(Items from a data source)
--- --- ---

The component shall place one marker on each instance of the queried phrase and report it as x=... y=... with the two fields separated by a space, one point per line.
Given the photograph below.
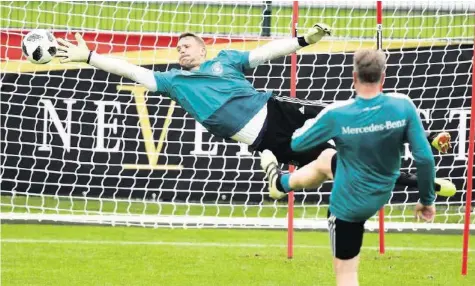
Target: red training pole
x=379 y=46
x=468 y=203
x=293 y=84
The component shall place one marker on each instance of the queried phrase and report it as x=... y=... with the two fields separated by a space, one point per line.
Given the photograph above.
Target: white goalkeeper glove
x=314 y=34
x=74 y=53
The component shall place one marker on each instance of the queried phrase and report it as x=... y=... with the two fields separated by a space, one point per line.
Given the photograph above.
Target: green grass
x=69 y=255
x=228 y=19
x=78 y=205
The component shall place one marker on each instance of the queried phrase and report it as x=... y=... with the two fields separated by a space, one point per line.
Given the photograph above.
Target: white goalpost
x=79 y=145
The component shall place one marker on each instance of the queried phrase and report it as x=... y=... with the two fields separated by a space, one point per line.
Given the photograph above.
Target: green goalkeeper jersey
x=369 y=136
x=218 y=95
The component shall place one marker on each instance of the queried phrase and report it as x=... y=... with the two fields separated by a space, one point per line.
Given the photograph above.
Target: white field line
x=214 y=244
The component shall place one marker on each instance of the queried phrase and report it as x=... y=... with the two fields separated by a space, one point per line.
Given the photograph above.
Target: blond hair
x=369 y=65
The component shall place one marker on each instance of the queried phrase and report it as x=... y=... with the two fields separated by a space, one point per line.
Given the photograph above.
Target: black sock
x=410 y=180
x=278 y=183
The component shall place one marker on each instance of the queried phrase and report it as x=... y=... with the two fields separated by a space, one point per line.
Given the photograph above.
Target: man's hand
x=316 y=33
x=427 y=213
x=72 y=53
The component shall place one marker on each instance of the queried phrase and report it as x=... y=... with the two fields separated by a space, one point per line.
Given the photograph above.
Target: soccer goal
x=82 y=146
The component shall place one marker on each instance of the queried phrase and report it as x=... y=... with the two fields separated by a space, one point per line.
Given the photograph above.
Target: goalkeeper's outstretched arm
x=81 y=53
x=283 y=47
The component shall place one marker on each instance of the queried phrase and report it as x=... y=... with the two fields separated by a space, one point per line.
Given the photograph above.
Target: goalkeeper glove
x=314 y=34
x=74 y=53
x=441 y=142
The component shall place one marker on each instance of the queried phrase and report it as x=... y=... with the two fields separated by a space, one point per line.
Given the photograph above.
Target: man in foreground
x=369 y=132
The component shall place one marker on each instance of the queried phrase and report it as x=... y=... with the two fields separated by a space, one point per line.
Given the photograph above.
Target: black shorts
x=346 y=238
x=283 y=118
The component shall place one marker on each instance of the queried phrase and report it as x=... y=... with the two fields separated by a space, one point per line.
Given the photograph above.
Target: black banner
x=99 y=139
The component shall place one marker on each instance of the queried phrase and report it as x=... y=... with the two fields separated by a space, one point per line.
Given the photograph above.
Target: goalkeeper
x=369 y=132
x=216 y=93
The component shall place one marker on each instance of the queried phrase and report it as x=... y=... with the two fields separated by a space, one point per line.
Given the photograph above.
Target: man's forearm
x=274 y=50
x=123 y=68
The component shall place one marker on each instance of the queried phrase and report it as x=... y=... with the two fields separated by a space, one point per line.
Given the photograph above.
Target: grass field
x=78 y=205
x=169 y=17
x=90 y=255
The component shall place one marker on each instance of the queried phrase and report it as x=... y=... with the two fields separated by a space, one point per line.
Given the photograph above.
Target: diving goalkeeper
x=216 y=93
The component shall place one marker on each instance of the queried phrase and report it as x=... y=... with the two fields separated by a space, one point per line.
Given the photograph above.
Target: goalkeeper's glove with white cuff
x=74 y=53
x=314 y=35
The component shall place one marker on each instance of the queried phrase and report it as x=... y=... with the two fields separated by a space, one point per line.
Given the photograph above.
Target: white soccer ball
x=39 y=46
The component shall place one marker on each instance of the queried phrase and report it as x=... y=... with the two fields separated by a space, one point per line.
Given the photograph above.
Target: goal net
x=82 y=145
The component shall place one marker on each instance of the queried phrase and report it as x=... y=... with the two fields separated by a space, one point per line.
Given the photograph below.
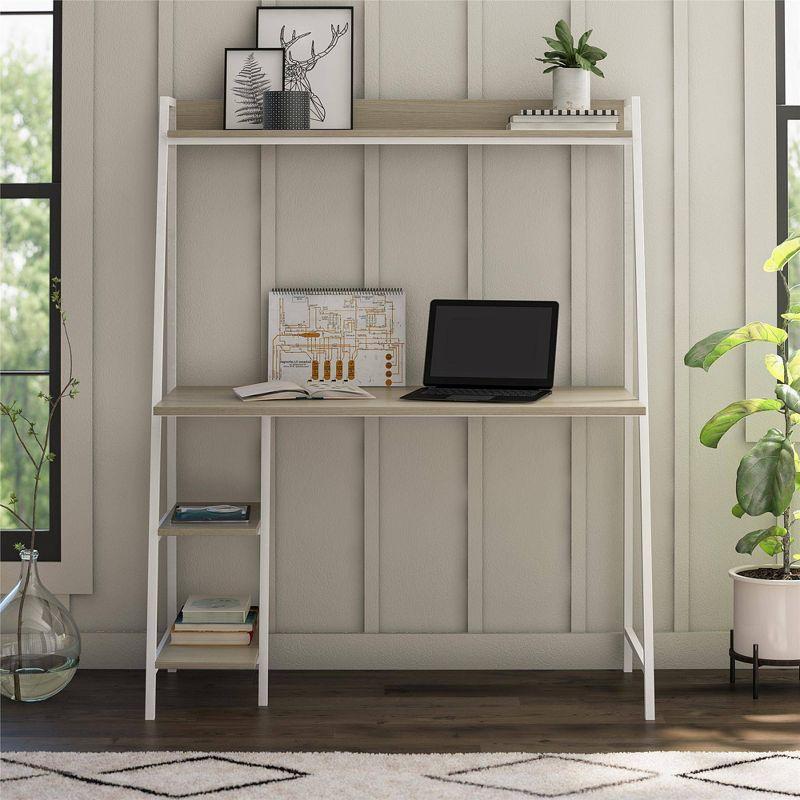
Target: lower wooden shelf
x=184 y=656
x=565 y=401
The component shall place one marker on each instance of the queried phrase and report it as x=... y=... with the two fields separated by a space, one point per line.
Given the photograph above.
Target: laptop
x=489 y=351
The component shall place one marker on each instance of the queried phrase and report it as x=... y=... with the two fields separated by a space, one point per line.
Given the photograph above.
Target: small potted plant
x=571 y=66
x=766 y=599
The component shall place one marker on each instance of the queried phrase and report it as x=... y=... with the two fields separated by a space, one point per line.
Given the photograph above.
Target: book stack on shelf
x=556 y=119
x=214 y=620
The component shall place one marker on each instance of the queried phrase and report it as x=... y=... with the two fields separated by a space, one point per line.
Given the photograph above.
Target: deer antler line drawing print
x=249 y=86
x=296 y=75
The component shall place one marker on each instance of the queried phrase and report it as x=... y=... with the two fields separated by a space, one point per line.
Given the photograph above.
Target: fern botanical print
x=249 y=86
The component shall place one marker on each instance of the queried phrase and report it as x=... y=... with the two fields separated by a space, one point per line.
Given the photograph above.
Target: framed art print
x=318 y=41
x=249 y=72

--- --- ---

### [What needs to be done]
In the copy, include no pictures; transcribe every record above verbatim.

### [Your response]
The component shall place one marker on each instance of the queried phrase and report it as x=... y=... with the two fields separated by a space, one point per line.
Given the photograph below.
Target: red training pole
x=379 y=46
x=468 y=203
x=293 y=84
The component shall place one marker on each instance of the queried phrase and report it as x=... y=... with the two fields separated by a space, one point per line.
Given the photograph above.
Target: white goalkeeper glove
x=314 y=34
x=74 y=53
The component shall place one marker on each instance of the queried phrase and report it as x=... y=... with the two fields separated by a space, one point per line.
Given the photograph above.
Target: green grass
x=69 y=255
x=228 y=19
x=78 y=205
The component shall place one marker on each instance of the queried phrase and report it as x=... y=... with the two fields separated by a space, one point per line.
Given the photograph above.
Target: white goalpost
x=79 y=145
The component shall place one marker on each instance of the queried phrase and report it as x=... y=... with the two fields separated by a space, one point per line.
Given the photograph above.
Target: green goalkeeper jersey
x=369 y=136
x=218 y=95
The component shall place one marker on each instance of the queried phrase and report it as x=... y=... with the two fields separated by a space, one point per line.
Given the photograph above.
Target: white field line
x=214 y=244
The component shall place one marker on each instance of the queried phrase and report it as x=... y=... with the two fields separated by a space, one point per line.
Given the photograph above.
Target: blond hair
x=369 y=65
The component shall place one marker on each instance of the queried phrase and report it as x=... y=... with the two fields separated by a space, one point per line.
Given the photograph above.
Target: black sock
x=410 y=180
x=278 y=183
The component shall place one marker on each instance of the queried phrase and report it as x=... y=... with the two fields separated by a space, one point per line.
Given the photograph above.
Target: man's hand
x=316 y=33
x=427 y=213
x=72 y=53
The component shall place one marker on each instance of the queried phrase and report it as x=... y=... with the two fields separated by a space, one point per line.
Given the photograph above.
Target: soccer goal
x=82 y=146
The component shall place one marker on each instance of the queried phrase and report it as x=... y=... with the two fields separated by a space, one point per line.
Given the photograph above.
Target: goalkeeper's outstretched arm
x=81 y=53
x=283 y=47
The component shall place one marker on each instance of the queried phrase and report it as x=... y=... with the two fields separated by a space, one point per line.
Given the photograph above.
Target: goalkeeper glove
x=314 y=34
x=74 y=53
x=441 y=142
The component shall place one marker on each instance of the queried phrase and report it as x=... y=... with the two fields separated by a space, one point per line.
Given the photograph above.
Target: man in foreground
x=369 y=132
The component shall place one marker on each instance of the queried phrase and report it as x=... y=... with the two fields separated by a space, one point per line.
Given the photograph above.
Target: black shorts
x=346 y=238
x=283 y=118
The component shall place one marker on each instance of the queried phrase and report it as x=... y=... with the two fields separated by a space, one point per line.
Given the photograph above.
Target: black banner
x=99 y=139
The component shall place one marker on each instance of the queried phrase and report it as x=... y=... with the two fields separated by a space, one point per line.
Given the photograph above.
Target: goalkeeper
x=369 y=132
x=216 y=93
The component shall place one marker on each instance of the queried phrase and report it as x=... y=... with the two fields separated by a space, one point per line.
Given the photograph above.
Target: man's forearm
x=274 y=50
x=123 y=68
The component shall place one marker on each instance of the queried phrase and report it as x=... y=... with the two fields separated by a space, one point per line.
Given the photograph above.
Target: grass field
x=78 y=205
x=169 y=17
x=90 y=255
The component shall place one marker on each instance of the queried phrase and report it as x=... y=... with the two fields separated by a space, one point per line.
Given the photograph above.
Target: diving goalkeeper
x=216 y=93
The component shall place one marker on each instance of the queried phrase and report it as x=... y=... with the two fields separated by a space, one point per line.
Given the photograph above.
Target: goalkeeper's glove with white cuff
x=74 y=53
x=314 y=35
The component shall place one marker on each instance of the queried phrase and report it as x=... y=... with the two fields separated by a space, one point per line.
Given the photograph above.
Target: white soccer ball
x=39 y=46
The component shall place one marker on each instance of the queried phrase and report it as x=... y=... with the two fields separated by a space, one point per line.
Given the photograph above.
Target: goal net
x=82 y=145
The component shall place one marker on each instance of the queried phrase and report it as x=... y=... with the two fields separated by a space, one point per line.
Given the photograph below.
Target: lower wooden shelf
x=184 y=656
x=565 y=401
The component shall place one marker on each instance of the queried phrase and report it as x=... y=... with the two fields separated by a space, one point per line.
Given the photograph above.
Target: laptop
x=489 y=351
The component shall place one marker on each instance of the queried phrase and report it as x=... y=... with the two fields separated by a space, one point per line.
Given the photograph above.
Target: small potted plant
x=571 y=66
x=766 y=599
The component shall place one marker on each instance of the queried phrase and report it as x=... y=... with the two fields separated by a space, one point per line.
Given the photograph above.
Target: book stack on shelf
x=556 y=119
x=214 y=620
The component shall place one marker on each instance of the queried phrase and report it as x=... y=... with the two fields separated by a space, one point per line.
Given the photograph above.
Target: deer antler line drawing print
x=249 y=86
x=296 y=75
The component shall place one marker on each instance of the queried phrase and report it as x=... y=... with the two fields separated by a space, one point per line.
Given the photograph above.
Target: fern botanical print
x=249 y=86
The component shall place one marker on each instance of the queried phrase and report it as x=... y=... with the two fields separated by a space, one point per line.
Given the photograph above.
Target: framed art print
x=318 y=41
x=249 y=72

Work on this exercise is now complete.